▶ What is being asked:
Lay out the lines of the listing below as a Markdown table with the columns "Row" and "Entry", from the line containing "Each instance receives one keypoint. Mark the spider accordingly" through the end of the listing, inclusive. Give each line its row number, and leave out blank lines and pictures.

::: Data supplied

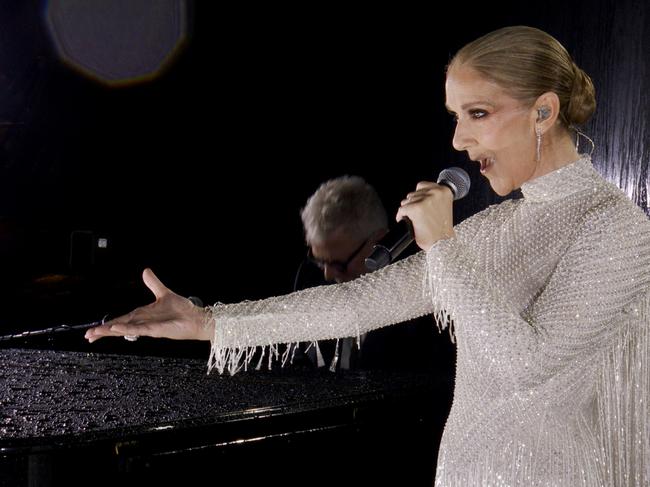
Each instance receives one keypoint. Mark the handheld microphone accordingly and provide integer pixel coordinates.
(394, 243)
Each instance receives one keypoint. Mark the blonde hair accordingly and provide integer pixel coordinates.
(348, 203)
(529, 62)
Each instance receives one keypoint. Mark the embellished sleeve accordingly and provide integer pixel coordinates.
(393, 294)
(588, 325)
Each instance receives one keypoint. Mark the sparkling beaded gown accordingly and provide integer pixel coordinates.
(548, 298)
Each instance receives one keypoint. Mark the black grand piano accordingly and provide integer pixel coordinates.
(74, 418)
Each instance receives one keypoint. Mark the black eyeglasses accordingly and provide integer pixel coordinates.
(338, 265)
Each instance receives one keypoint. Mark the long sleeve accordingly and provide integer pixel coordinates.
(548, 297)
(390, 295)
(573, 318)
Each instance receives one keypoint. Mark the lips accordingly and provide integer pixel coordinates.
(486, 163)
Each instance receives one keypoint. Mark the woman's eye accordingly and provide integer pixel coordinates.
(476, 114)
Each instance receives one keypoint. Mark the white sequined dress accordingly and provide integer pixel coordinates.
(548, 297)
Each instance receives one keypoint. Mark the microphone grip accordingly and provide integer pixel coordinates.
(388, 249)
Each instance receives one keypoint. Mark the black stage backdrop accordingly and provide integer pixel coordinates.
(201, 172)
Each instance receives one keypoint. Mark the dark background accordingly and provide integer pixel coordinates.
(200, 173)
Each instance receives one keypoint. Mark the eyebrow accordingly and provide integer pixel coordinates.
(466, 105)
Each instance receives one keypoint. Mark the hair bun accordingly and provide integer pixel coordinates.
(582, 102)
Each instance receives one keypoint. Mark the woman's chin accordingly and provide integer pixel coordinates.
(499, 188)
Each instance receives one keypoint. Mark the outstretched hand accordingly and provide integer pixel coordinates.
(169, 316)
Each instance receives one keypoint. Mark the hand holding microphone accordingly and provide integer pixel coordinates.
(429, 210)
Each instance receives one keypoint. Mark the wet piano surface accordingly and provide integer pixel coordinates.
(72, 418)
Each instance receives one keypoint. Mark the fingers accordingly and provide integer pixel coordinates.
(94, 334)
(154, 284)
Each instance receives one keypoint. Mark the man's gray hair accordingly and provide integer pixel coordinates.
(346, 202)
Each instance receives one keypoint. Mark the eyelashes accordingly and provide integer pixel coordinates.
(475, 114)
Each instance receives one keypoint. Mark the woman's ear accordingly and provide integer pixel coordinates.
(547, 110)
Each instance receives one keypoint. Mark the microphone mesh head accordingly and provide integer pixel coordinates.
(457, 180)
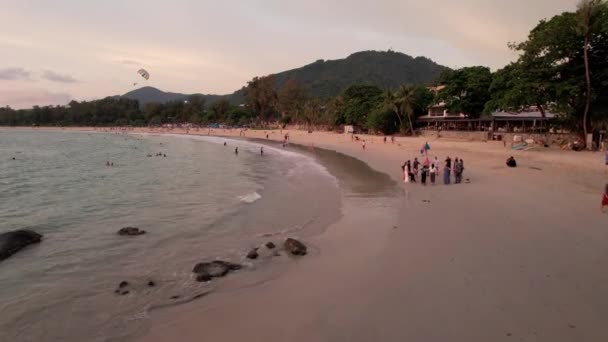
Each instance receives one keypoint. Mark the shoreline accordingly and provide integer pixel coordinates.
(515, 254)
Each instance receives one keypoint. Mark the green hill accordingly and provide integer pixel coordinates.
(385, 69)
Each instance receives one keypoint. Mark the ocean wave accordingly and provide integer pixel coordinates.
(250, 198)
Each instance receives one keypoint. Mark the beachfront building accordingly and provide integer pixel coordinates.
(530, 120)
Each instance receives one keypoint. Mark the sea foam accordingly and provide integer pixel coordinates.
(250, 198)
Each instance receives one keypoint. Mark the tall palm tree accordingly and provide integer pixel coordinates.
(588, 11)
(405, 99)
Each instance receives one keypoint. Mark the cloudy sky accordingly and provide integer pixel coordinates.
(55, 51)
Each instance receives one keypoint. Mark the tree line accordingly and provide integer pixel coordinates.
(562, 67)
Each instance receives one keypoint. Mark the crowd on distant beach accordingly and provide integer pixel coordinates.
(432, 169)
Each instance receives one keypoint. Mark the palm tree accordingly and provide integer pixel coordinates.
(588, 11)
(405, 100)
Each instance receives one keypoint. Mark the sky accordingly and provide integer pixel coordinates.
(52, 52)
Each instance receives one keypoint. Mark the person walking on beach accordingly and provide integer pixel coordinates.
(447, 170)
(416, 166)
(457, 172)
(446, 175)
(604, 199)
(461, 169)
(433, 171)
(406, 172)
(410, 173)
(423, 172)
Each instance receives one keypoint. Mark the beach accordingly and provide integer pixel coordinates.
(517, 254)
(514, 254)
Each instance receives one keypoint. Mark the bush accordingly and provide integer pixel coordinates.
(383, 120)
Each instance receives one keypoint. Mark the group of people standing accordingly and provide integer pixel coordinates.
(431, 169)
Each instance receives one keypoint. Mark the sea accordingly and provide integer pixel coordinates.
(195, 197)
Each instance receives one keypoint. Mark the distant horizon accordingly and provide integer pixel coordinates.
(80, 50)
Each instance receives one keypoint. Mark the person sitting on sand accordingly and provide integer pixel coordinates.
(604, 199)
(433, 172)
(511, 162)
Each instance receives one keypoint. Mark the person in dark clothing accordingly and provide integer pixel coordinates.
(423, 172)
(511, 162)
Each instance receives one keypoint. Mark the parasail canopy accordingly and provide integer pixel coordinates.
(144, 73)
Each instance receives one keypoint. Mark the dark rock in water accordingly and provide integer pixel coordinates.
(295, 247)
(131, 231)
(202, 277)
(214, 269)
(253, 254)
(12, 242)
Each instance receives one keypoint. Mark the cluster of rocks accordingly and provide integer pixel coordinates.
(206, 271)
(124, 287)
(13, 241)
(131, 231)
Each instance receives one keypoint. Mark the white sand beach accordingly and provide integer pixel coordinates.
(516, 254)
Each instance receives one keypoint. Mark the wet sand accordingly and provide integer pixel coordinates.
(517, 254)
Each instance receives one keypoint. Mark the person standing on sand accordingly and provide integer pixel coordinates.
(423, 172)
(446, 175)
(461, 168)
(406, 172)
(410, 172)
(457, 172)
(433, 172)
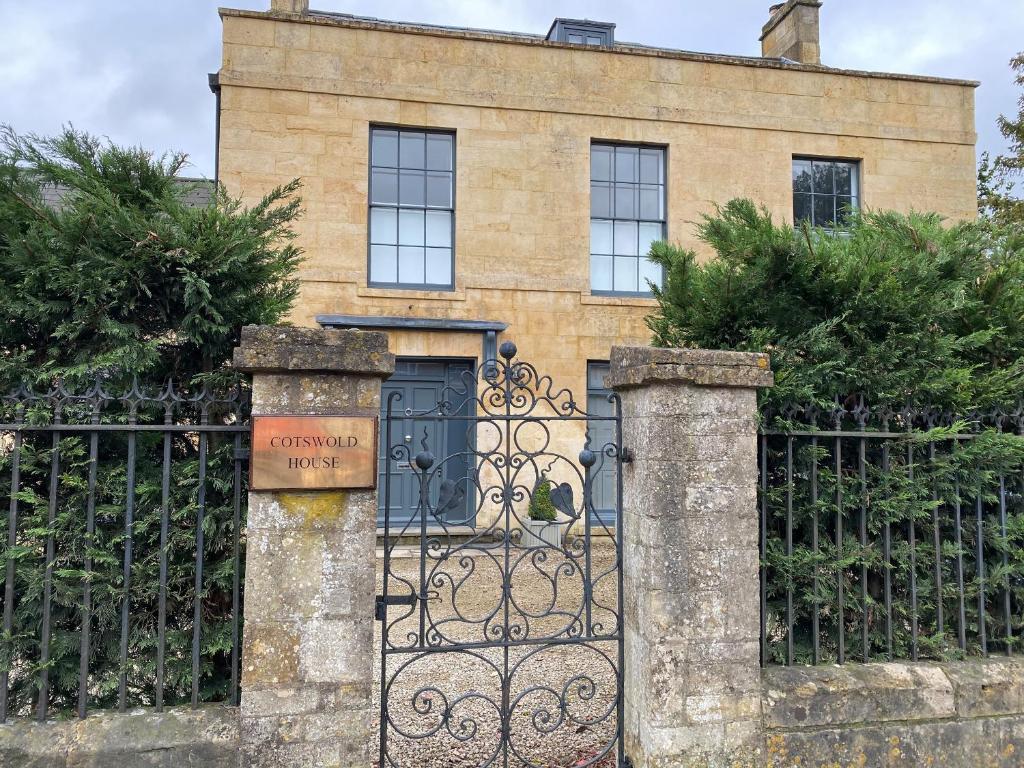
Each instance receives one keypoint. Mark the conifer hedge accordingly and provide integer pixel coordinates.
(111, 276)
(903, 324)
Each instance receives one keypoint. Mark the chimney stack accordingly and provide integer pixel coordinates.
(290, 6)
(792, 32)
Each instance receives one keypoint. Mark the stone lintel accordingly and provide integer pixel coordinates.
(285, 349)
(635, 367)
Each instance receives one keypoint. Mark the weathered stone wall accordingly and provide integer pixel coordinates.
(206, 737)
(960, 715)
(690, 556)
(307, 644)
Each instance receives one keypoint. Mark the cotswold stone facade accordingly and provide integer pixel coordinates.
(300, 91)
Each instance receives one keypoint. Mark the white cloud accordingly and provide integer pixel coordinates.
(139, 76)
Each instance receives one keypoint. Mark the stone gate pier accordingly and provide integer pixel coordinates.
(691, 610)
(307, 651)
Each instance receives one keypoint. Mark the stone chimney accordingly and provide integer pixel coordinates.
(792, 32)
(290, 6)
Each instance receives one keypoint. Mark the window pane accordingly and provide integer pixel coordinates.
(802, 175)
(600, 237)
(651, 171)
(411, 227)
(823, 173)
(411, 187)
(410, 264)
(439, 228)
(600, 272)
(649, 233)
(439, 189)
(383, 225)
(844, 178)
(412, 150)
(626, 273)
(824, 210)
(650, 202)
(626, 241)
(600, 163)
(384, 186)
(383, 264)
(844, 206)
(438, 152)
(626, 164)
(649, 272)
(596, 373)
(438, 266)
(600, 201)
(384, 147)
(626, 204)
(801, 208)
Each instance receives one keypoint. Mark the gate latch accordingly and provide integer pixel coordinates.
(381, 602)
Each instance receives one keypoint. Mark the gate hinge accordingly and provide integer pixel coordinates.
(382, 602)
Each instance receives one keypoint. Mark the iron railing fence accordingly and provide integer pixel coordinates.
(122, 560)
(890, 535)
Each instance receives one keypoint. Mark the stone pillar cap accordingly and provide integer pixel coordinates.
(635, 367)
(285, 349)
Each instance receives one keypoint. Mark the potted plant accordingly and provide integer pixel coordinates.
(543, 528)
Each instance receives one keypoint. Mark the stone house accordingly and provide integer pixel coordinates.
(465, 186)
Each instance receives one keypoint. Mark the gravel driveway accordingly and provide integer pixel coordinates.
(562, 696)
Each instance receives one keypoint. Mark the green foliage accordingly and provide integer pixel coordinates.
(911, 489)
(124, 279)
(996, 176)
(900, 310)
(900, 306)
(125, 275)
(541, 507)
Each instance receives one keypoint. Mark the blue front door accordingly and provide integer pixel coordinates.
(414, 424)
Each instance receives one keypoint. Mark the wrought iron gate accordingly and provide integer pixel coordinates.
(502, 645)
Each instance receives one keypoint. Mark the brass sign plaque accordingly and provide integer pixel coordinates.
(310, 453)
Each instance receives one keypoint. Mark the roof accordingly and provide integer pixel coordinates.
(199, 194)
(523, 38)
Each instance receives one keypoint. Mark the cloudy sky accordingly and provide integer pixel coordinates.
(136, 70)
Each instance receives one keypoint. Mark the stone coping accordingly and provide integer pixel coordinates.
(204, 737)
(854, 694)
(268, 349)
(366, 23)
(634, 367)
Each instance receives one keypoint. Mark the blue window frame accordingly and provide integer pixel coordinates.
(824, 192)
(412, 209)
(627, 214)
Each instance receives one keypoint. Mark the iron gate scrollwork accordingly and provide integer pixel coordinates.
(502, 645)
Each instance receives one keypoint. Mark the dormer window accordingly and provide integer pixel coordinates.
(582, 32)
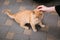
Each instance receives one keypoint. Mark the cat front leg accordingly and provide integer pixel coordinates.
(41, 24)
(22, 25)
(33, 27)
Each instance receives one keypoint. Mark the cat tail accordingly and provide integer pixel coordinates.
(8, 12)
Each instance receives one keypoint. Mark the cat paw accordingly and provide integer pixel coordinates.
(35, 30)
(43, 25)
(26, 28)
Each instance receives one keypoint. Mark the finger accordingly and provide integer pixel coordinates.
(40, 6)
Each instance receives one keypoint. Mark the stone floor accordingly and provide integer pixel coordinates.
(10, 30)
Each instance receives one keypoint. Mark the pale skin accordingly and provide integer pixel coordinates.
(46, 9)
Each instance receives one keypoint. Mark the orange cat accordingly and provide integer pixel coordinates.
(27, 16)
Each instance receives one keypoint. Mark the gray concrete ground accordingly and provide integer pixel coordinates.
(10, 30)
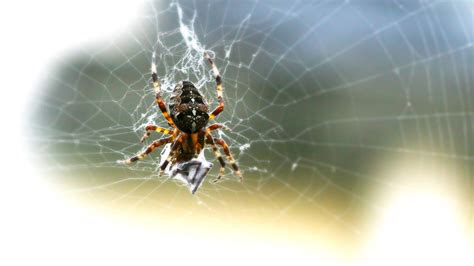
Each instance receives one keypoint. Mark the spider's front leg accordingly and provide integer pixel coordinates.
(218, 78)
(176, 144)
(151, 128)
(149, 149)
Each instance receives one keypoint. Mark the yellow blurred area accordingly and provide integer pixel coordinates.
(423, 214)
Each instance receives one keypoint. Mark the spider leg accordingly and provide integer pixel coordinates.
(176, 144)
(218, 78)
(217, 126)
(150, 128)
(157, 89)
(149, 149)
(217, 154)
(230, 158)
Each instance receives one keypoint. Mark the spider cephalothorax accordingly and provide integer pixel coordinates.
(188, 108)
(189, 117)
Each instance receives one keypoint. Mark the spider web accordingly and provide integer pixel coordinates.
(318, 95)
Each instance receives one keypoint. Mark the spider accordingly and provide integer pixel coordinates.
(188, 118)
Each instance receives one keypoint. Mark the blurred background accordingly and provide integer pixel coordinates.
(352, 121)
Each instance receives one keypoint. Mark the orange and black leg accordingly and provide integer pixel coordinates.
(149, 149)
(151, 128)
(217, 126)
(217, 154)
(230, 158)
(176, 144)
(157, 88)
(219, 89)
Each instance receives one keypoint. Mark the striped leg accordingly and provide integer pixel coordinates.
(218, 78)
(217, 154)
(157, 88)
(230, 158)
(150, 128)
(149, 149)
(217, 126)
(177, 143)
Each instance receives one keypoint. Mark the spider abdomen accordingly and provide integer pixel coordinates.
(188, 108)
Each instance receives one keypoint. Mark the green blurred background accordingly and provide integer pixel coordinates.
(331, 105)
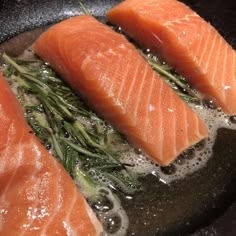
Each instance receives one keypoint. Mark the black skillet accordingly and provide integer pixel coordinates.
(204, 203)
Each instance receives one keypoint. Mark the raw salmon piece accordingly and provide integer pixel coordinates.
(184, 40)
(37, 196)
(108, 71)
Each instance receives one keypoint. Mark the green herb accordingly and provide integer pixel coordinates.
(76, 136)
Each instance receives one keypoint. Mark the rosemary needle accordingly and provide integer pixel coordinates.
(59, 118)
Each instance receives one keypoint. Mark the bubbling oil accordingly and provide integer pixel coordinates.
(192, 159)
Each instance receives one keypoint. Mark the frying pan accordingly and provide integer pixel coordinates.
(203, 203)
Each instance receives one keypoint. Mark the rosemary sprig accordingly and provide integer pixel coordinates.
(76, 136)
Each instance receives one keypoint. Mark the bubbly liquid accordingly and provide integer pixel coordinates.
(190, 160)
(109, 209)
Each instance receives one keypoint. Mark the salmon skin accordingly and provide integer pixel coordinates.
(37, 196)
(111, 75)
(184, 40)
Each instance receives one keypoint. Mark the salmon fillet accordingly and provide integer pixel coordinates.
(184, 40)
(37, 196)
(111, 75)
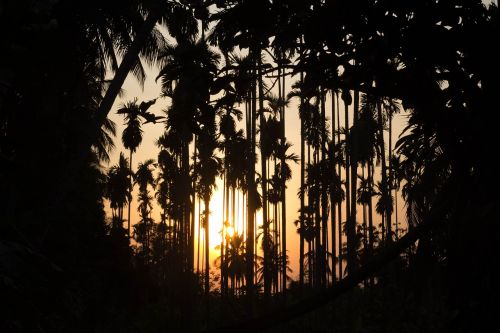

::::::

▶ Task solution:
| Row | Entry |
|---|---|
| 1 | Each instance receives one keypoint. Mark the spider accordingly and provide integer pixel coordinates. |
| 2 | (188, 118) |
| 3 | Each instance receives one keypoint. Mark the blurred background accordingly and provide integer pixel coordinates. |
| 4 | (352, 121) |
| 5 | Each instance receives one keypoint. Mark the orange and black leg accordingly and provide integer pixel coordinates. |
| 6 | (149, 149) |
| 7 | (151, 128) |
| 8 | (217, 126) |
| 9 | (217, 154) |
| 10 | (230, 158) |
| 11 | (176, 144) |
| 12 | (157, 88) |
| 13 | (219, 89) |
| 14 | Each instance receives one keypoint. Mark the striped leg accordingly and provide integer pixel coordinates. |
| 15 | (218, 78) |
| 16 | (217, 154) |
| 17 | (157, 88) |
| 18 | (230, 158) |
| 19 | (150, 128) |
| 20 | (149, 149) |
| 21 | (217, 126) |
| 22 | (177, 143) |
| 23 | Each instance receives one keypoint. Mark the spider abdomen accordingly and provide integer pixel coordinates. |
| 24 | (188, 108) |
| 25 | Each instance receives one keypoint. Mark the green blurred background accordingly and provide integer pixel coordinates. |
| 26 | (331, 105) |
| 27 | Each instance receives one keypoint. Mark the black skillet accordingly and provide integer pixel coordinates. |
| 28 | (204, 203) |
| 29 | Each instance receives one keypoint. Mark the raw salmon piece accordingly and provide integer pixel coordinates. |
| 30 | (184, 40) |
| 31 | (37, 196) |
| 32 | (108, 71) |
| 33 | Each instance receives one keypoint. Mark the green herb accordingly and provide integer pixel coordinates. |
| 34 | (76, 136) |
| 35 | Each instance receives one keypoint. Mark the rosemary needle accordingly and provide integer pixel coordinates. |
| 36 | (59, 118) |
| 37 | Each instance receives one keypoint. Mark the bubbling oil accordingly and provide integer pixel coordinates. |
| 38 | (192, 159) |
| 39 | Each instance receives one keypoint. Mark the frying pan accordingly and provide integer pixel coordinates. |
| 40 | (203, 203) |
| 41 | Each instance receives one keypoint. Mark the rosemary sprig accordingly and provide integer pixel coordinates. |
| 42 | (76, 136) |
| 43 | Each instance receives one keypoint. Mark the bubbly liquid accordingly and provide integer pixel coordinates. |
| 44 | (190, 160) |
| 45 | (109, 209) |
| 46 | Each instance receives one keypoint. Mark the salmon skin accordingly and provide integer pixel coordinates. |
| 47 | (37, 196) |
| 48 | (111, 75) |
| 49 | (184, 40) |
| 50 | Each instance receives one keypoint. Mark the salmon fillet accordingly and provide integer pixel coordinates. |
| 51 | (184, 40) |
| 52 | (37, 196) |
| 53 | (111, 75) |